### Что сделать
Сколько раз, согласно итоговому отчету, упомянутому в исходном тексте, Маркс сменил адрес за пять лет в университете?

### Исходный текст
******************************
Сам Маркс, судя по всему, был яркой и заметной фигурой в клубе. Эдгар Бауэр (брат Бруно) дал следующее описание Маркса в сатирическом стихотворении:
Но кто это идет, порывистый такой?То мрачный вид из Трира, сорванный с цепей.Он твердым шагом по земле ступаетИ в ярости возносит руки к небу.Будто бы хочет ухватить небесный свод,Чтобы тотчас на землю опустить.Он в ярости грозит железным кулаком,Так, словно сонм чертей вцепился ему в гриву [103].Кёппен называл своего друга «настоящим арсеналом мыслей, настоящей фабрикой идей» и отмечал, что «Христианское государство» Бруно Бауэра – первая непосредственно политическая статья младогегельянцев – во многом строилось на идеях Маркса [104]. Тем временем его образ жизни, который соответствовал богемным привычкам Клуба докторов, привел к тому, что Маркс все больше и больше отдалялся от своей семьи. В то время как его мать лишь советовала ему быть умеренным в потреблении вина, кофе и перца, длинная «исповедь» в ноябре 1837 года вызвала весьма резкую отповедь со стороны его отца:
«Увы, твое поведение сводится к беспорядочному блужданию при мрачном свете ламп по всем областям знаний, по затхлым традициям; вырождение в робе ученого и с нечесаными волосами сменилось вырождением с пивным бокалом. А еще уклончивая необщительность, отказ от всех условностей и даже от уважения к отцу. Твое общение с миром ограничивается убогой каморкой, где, возможно, лежат брошенные в беспорядке любовные письма Женни и пропитанные слезами советы отца <…> И неужели ты думаешь, что здесь, в этой мастерской бессмысленного и бесцельного обучения, могут вызреть плоды, которые принесут счастье тебе и твоему любимому человеку?.. Как если бы мы были все из золота,
На самом деле в итоговом отчете об университетской карьере Маркса говорилось, что он «несколько раз судился за долги», а за пять лет пребывания в университете сменил адрес не менее десяти раз.
Его связь с семьей еще больше ослабла после смерти отца в мае 1838 года. Несмотря на разногласия, Маркс всегда сохранял сильную привязанность к отцу. «Он никогда не уставал говорить о нем, – писала Элеонора, – и всегда носил с собой его старый дагеротип. Но он никогда не показывал фотографию незнакомым людям, потому что, по его словам, она была так не похожа на оригинал» [106]. После смерти Маркса Энгельс положил эту фотографию ему в гроб. Смерть Генриха Маркса, естественно, значительно сократила доходы семьи Маркс. Это также привело к увеличению трудностей в отношениях с семьей фон Вестфален, некоторые из них, похоже, стали выказывать пренебрежение Генриетте Маркс [107]. В то же время интересы Маркса начали определенно смещаться от юриспруденции к философии. Хотя в своем письме от ноября 1837 года он писал отцу о возможности стать помощником судьи, теперь он все больше и больше стал избегать формальных занятий в университете. Эдуард Ганс умер в 1839 году, и за три последних года пребывания в Берлине Маркс посетил только два курса: один по пророку Исаие, который читал Бруно Бауэр, и другой по пьесам Еврипида. Маркс полностью отказался от написания стихов, и, когда в 1839 году он захотел представить Женни больше стихов, он очень благоразумно скопировал некоторые из двух недавно появившихся антологий.
******************************
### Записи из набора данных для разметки

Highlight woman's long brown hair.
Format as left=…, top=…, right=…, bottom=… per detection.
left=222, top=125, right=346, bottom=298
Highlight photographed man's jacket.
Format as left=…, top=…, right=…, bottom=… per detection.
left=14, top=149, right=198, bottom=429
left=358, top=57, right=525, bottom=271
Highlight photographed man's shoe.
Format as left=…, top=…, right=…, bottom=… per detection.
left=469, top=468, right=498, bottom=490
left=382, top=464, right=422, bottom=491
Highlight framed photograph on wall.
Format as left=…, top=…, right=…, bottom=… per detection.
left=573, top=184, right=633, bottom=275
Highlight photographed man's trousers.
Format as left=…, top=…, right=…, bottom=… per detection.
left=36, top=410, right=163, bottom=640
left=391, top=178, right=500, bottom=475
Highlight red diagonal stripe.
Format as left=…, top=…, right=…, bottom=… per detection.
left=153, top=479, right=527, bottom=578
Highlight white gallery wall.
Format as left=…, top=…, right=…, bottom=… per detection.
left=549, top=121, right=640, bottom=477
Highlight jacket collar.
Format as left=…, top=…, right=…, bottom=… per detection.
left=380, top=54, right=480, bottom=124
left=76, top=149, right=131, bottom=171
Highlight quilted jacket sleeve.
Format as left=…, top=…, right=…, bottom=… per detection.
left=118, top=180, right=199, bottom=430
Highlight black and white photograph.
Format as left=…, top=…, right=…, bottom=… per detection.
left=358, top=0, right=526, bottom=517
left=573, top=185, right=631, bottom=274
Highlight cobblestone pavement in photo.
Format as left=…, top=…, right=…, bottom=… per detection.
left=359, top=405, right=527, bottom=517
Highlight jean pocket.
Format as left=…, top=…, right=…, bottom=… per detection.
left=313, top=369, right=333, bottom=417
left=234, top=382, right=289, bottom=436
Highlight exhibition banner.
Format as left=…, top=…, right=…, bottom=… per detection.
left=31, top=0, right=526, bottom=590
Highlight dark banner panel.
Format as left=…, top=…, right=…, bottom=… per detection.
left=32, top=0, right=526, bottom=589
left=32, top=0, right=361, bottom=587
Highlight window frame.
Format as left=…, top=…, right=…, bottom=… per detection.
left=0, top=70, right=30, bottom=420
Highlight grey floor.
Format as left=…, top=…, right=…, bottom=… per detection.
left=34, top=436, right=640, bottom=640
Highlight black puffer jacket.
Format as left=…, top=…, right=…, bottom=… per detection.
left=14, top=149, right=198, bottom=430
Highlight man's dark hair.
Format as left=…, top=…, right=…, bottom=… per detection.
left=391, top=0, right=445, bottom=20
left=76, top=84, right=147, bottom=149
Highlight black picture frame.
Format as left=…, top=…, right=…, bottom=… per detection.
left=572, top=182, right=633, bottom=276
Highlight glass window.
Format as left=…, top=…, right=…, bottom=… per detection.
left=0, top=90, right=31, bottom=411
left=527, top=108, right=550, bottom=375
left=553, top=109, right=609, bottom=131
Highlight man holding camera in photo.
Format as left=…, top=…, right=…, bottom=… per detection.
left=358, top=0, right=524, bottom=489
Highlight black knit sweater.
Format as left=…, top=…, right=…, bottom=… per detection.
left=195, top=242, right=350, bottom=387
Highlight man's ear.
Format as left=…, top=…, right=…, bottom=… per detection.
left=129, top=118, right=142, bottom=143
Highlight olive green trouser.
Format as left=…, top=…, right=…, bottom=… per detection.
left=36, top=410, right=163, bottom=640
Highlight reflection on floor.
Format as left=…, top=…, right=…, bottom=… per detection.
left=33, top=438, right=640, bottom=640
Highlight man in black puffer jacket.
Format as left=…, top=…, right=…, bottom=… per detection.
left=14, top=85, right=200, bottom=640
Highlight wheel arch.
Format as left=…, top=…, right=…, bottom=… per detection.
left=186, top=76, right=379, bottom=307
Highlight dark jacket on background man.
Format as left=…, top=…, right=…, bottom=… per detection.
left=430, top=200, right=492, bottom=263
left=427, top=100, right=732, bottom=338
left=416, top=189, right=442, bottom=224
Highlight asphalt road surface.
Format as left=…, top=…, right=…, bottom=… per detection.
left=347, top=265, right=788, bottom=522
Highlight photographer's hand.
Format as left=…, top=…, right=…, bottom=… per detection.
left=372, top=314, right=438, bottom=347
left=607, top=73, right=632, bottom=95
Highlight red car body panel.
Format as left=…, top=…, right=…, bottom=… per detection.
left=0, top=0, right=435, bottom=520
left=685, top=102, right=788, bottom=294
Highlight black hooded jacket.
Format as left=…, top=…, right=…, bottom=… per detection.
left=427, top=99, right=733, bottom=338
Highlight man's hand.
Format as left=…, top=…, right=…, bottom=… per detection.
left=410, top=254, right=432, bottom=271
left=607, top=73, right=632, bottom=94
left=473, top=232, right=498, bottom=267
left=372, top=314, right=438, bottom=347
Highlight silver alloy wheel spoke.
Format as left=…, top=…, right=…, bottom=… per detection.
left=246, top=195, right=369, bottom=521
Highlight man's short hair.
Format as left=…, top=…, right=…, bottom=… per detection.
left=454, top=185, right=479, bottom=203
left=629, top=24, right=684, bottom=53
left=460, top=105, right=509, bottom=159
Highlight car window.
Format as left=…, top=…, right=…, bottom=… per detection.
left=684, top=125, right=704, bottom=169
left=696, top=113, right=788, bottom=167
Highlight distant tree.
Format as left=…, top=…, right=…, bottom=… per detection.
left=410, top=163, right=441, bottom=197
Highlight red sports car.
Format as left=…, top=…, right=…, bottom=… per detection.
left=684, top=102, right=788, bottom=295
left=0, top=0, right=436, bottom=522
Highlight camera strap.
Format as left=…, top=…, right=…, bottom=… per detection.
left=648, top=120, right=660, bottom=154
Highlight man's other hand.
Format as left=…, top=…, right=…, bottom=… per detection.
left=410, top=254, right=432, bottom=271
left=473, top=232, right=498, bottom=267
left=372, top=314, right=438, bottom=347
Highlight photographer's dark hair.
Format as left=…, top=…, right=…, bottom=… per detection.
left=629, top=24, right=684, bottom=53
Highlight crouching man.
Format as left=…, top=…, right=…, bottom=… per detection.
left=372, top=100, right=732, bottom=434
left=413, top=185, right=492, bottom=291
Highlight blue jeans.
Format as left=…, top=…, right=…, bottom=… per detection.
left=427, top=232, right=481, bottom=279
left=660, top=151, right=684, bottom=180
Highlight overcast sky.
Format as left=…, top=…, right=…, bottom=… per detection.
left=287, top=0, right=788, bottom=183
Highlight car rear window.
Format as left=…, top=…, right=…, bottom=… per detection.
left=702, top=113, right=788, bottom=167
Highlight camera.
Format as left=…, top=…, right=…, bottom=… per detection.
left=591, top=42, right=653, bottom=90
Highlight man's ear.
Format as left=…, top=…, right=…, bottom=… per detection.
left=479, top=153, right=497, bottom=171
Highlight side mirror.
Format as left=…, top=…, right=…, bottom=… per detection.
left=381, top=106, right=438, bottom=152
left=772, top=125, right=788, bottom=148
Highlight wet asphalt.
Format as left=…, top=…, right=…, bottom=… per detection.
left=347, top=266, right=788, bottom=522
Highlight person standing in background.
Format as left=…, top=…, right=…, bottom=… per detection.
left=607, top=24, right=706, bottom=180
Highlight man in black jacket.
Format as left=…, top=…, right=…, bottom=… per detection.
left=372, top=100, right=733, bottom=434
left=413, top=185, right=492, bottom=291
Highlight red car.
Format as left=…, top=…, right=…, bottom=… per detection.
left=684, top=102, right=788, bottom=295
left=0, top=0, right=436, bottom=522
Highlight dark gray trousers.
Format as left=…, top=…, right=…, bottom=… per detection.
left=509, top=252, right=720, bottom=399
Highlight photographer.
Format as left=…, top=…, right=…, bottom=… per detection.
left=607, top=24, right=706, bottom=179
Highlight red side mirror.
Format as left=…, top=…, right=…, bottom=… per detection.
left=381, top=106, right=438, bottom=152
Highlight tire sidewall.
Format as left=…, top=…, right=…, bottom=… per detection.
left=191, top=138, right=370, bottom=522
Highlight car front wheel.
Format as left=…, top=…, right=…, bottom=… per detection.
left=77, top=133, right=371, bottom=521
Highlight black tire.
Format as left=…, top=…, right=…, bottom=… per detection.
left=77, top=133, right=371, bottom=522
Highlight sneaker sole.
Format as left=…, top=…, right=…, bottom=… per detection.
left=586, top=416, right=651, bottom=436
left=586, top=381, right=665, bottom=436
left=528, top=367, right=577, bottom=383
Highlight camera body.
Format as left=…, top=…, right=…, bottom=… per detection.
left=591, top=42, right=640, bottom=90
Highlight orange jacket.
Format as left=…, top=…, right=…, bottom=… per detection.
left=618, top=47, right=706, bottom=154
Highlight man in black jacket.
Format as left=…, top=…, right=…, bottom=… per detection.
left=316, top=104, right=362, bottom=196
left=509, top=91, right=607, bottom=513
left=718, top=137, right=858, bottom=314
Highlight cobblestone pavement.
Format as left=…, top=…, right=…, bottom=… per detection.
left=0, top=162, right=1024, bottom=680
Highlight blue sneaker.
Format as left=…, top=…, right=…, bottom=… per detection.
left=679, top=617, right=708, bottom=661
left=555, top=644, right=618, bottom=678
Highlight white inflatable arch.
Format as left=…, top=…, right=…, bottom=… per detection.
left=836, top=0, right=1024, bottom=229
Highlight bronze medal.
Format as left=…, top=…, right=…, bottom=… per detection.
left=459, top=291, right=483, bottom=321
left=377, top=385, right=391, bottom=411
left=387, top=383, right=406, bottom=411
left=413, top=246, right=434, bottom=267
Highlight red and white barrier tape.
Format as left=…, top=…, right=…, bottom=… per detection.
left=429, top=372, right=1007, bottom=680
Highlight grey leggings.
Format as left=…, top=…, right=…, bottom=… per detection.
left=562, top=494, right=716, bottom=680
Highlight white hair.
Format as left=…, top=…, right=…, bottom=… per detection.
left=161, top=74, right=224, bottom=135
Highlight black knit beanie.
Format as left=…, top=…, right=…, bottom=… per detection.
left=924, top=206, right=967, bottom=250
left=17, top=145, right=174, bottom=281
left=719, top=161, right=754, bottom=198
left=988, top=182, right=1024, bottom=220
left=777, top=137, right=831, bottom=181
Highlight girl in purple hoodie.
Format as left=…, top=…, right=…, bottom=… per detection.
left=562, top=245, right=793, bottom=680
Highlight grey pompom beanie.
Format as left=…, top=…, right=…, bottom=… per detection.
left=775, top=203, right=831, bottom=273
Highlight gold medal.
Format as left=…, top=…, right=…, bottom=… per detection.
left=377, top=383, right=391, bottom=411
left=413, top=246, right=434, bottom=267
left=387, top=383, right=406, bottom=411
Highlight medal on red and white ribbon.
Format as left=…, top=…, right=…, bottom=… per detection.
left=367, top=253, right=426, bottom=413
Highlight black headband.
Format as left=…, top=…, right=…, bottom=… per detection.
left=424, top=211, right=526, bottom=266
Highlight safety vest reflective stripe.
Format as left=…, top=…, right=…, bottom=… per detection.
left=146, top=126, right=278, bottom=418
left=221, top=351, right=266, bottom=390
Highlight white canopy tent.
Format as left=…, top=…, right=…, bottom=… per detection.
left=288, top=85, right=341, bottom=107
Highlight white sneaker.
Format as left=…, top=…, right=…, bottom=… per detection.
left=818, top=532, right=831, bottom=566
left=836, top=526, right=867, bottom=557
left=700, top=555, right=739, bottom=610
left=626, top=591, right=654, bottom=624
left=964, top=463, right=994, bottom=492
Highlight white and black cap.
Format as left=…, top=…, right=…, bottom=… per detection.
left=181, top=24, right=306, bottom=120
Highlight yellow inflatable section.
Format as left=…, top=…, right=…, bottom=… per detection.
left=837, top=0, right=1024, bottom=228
******************************
### Ответ
Не менее десяти раз.